→ Selected text:
- Born: 1982 (age 43–44) Fajardo, Puerto Rico
- Occupation: Actress;
- Years active: 2005–present

= Diany Rodriguez =

Puerto Rican actress

Diany Rodriguez (born 1982) is a Puerto Rican actress. She is best known for playing Special Agent Vera Strickland in the police drama series NCIS: Origins.

==Early life==
Rodriguez was born in Fajardo, Puerto Rico and grew up in Jacksonville, Alabama. She was a self-described army brat. Both her parents and other family members served in the military. Her interest in acting stemmed from going to The Soldier Show, a variety show put on in the army base. Despite expecting to graduate to become a JAG Officer she became interested in the arts in high school joining a choir and a band playing clarinet. She ended up studying art with a concentration in political science and Spanish, minoring in theatre at the University of Alabama. Soon after she moved to New York City to pursue a career in public services.

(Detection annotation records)
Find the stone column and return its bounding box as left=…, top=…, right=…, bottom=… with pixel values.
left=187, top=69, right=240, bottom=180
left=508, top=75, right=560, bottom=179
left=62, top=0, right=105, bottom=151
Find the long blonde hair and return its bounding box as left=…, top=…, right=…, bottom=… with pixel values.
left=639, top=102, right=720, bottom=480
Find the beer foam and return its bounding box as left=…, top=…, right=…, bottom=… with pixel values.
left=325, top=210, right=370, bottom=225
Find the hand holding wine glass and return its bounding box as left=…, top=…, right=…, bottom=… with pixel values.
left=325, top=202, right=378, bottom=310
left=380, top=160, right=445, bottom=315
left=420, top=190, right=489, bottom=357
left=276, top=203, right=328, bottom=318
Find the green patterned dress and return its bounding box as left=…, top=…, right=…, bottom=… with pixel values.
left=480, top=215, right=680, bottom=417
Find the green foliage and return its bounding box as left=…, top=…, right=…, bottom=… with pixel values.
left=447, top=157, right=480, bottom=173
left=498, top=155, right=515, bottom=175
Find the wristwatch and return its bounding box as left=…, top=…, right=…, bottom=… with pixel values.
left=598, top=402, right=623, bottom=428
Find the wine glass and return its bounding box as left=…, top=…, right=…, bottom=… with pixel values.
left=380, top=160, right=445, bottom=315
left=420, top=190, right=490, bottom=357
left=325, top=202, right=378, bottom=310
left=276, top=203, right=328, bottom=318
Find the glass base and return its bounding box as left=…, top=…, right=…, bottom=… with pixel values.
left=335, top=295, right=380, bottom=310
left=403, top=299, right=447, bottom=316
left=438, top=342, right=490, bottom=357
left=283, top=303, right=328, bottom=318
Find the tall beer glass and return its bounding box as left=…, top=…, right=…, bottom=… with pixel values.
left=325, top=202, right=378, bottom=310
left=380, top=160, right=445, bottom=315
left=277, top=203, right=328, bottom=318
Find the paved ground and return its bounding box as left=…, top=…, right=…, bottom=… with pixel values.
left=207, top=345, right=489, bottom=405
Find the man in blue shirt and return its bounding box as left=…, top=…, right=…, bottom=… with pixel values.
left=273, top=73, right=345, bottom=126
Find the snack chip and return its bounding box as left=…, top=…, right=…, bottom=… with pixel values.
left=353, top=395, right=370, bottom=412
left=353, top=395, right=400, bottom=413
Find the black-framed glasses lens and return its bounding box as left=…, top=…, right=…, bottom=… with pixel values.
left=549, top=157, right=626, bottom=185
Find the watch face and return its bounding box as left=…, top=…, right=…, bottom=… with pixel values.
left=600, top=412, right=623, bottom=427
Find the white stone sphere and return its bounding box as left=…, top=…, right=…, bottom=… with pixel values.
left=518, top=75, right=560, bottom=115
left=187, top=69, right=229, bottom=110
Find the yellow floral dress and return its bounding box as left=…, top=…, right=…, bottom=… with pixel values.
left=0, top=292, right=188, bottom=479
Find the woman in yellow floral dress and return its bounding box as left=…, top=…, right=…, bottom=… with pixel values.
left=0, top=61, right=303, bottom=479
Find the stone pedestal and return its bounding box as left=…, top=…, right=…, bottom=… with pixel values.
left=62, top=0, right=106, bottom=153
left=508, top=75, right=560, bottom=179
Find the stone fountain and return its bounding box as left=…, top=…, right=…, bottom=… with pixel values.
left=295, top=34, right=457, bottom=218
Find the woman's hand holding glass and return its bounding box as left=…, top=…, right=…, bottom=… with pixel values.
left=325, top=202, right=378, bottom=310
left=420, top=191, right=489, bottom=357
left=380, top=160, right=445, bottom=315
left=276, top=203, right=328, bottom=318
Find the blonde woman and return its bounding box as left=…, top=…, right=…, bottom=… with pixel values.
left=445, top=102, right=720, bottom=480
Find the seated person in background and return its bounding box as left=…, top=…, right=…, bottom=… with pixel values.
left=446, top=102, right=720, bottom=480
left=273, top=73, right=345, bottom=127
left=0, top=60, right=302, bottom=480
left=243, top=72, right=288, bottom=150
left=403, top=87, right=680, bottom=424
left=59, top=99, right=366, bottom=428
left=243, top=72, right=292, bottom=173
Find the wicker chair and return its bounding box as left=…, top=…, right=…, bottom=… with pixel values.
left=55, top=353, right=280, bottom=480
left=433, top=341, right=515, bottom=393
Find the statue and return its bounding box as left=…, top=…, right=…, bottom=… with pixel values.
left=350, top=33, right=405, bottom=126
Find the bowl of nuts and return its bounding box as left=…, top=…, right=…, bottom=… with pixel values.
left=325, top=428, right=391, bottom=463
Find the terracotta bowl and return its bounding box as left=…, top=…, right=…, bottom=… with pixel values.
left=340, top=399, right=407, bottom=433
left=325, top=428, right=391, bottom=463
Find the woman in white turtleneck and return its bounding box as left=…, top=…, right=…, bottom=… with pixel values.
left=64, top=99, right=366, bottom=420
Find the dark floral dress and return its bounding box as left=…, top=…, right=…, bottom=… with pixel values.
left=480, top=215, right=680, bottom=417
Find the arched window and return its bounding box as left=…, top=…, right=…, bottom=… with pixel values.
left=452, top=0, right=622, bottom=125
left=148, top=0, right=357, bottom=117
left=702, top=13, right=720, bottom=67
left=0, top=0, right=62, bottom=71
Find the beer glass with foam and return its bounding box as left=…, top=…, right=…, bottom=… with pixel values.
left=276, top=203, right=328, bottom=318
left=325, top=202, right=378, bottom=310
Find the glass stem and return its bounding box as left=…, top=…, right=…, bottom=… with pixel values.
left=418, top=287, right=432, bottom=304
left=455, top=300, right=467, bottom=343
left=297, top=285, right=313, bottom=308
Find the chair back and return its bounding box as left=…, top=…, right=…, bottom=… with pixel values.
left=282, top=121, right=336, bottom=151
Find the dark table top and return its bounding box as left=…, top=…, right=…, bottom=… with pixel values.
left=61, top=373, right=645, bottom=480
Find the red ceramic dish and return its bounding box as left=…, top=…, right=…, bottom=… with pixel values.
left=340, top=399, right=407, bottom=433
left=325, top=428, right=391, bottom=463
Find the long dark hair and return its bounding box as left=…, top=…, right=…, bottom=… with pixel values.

→ Written instruction:
List each field of study that the Diany Rodriguez biography says she pursued at the University of Alabama. The records are unrelated material kept apart from the biography.

→ Worked solution:
Art, political science, Spanish, theatre